**Source document**:
As Director, Bimal was incredibly busy, and our meetings were brief and hurried. But it was apparent to me that Bimal was forging a very different leadership model: ISI had to create great knowledge, but it was even more important for this knowledge to create an impact.
We watched our old mate with glowing pride. While Bimal was winning friends worldwide, he was obviously losing some friends too – that’s what happens to every leader, but what really matters more is that the leader should be capable, charismatic and compassionate.
Bimal has always been all that … although his actions ‘outside the box’ do occasionally raise eyebrows. If a student is ill or dying, he’ll do everything within the ambit of the rules to help or save his life. If the research scholar has a paper accepted in a conference abroad for some good work, Bimal will do what it takes to provide him travel funds for that international exposure. If the ISI guest house – being usually the first point of contact for a visitor – needs a ramp up, Bimal will spend big if needed. However the same Bimal rarely, if ever, flew by business or executive class even though he enjoyed that privilege by holding a position equivalent to a Secretary in the Government.
The only relaxing moments for Bimal were on a weekend evening when he accompanied his wife for a play or a movie … and of course while watching a football match, especially if his favourite Mohun Bagan team was playing. He faced a dharam sankat a few years ago when the rival East Bengal club also offered him a club membership. Bimal gracefully accepted the membership although his son was livid.
It was football that took Bimal to the Salt Lake Stadium a couple of years when Lionel Messi made an appearance in Kolkata. But, even before the first half ended, there was a medical emergency when his ISI colleague who had accompanied him suffered a sudden cardiac arrest. With Messi around, all telephone lines were jammed for security reasons and there was no way to call for help. Together with another spectactor, Bimal personally lifted his colleague out of the stadium and deposited him in a police jeep. When the policeman wasn’t sure if he could leave, Bimal sat next to him and sternly told him to rush to the hospital. Perhaps a rule was broken that day, but a life was saved.
That’s the Bimal I have always known. I was therefore aghast, appalled and flabbergasted when it was reported in the media that the government had issued a notification pointing to the existence of “a number of general and specific matters of financial and administrative irregularities which show the direct and supervisory responsibilities for acts of omission and commission on the part of Bimal Roy”. The notification adds: “There is justified and reasonable apprehension that Bimal Roy may indulge in propagation of indiscipline and mischief, including acts of administrative and financial impropriety …”.

**Provided material**:
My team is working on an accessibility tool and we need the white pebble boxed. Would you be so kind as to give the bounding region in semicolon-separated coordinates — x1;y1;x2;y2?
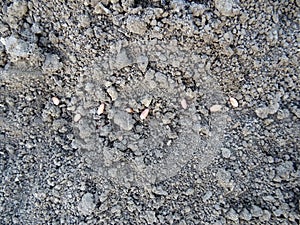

**Using the information**:
1) In the piece about Bimal Roy, which football team is named as Bimal's favorite?
2) Duplicate the piece about Bimal Roy exactly, from "The only relaxing" up to and including "son was livid.".

**Per-task outputs**:
1) Mohun Bagan

2)
The only relaxing moments for Bimal were on a weekend evening when he accompanied his wife for a play or a movie … and of course while watching a football match, especially if his favourite Mohun Bagan team was playing. He faced a dharam sankat a few years ago when the rival East Bengal club also offered him a club membership. Bimal gracefully accepted the membership although his son was livid.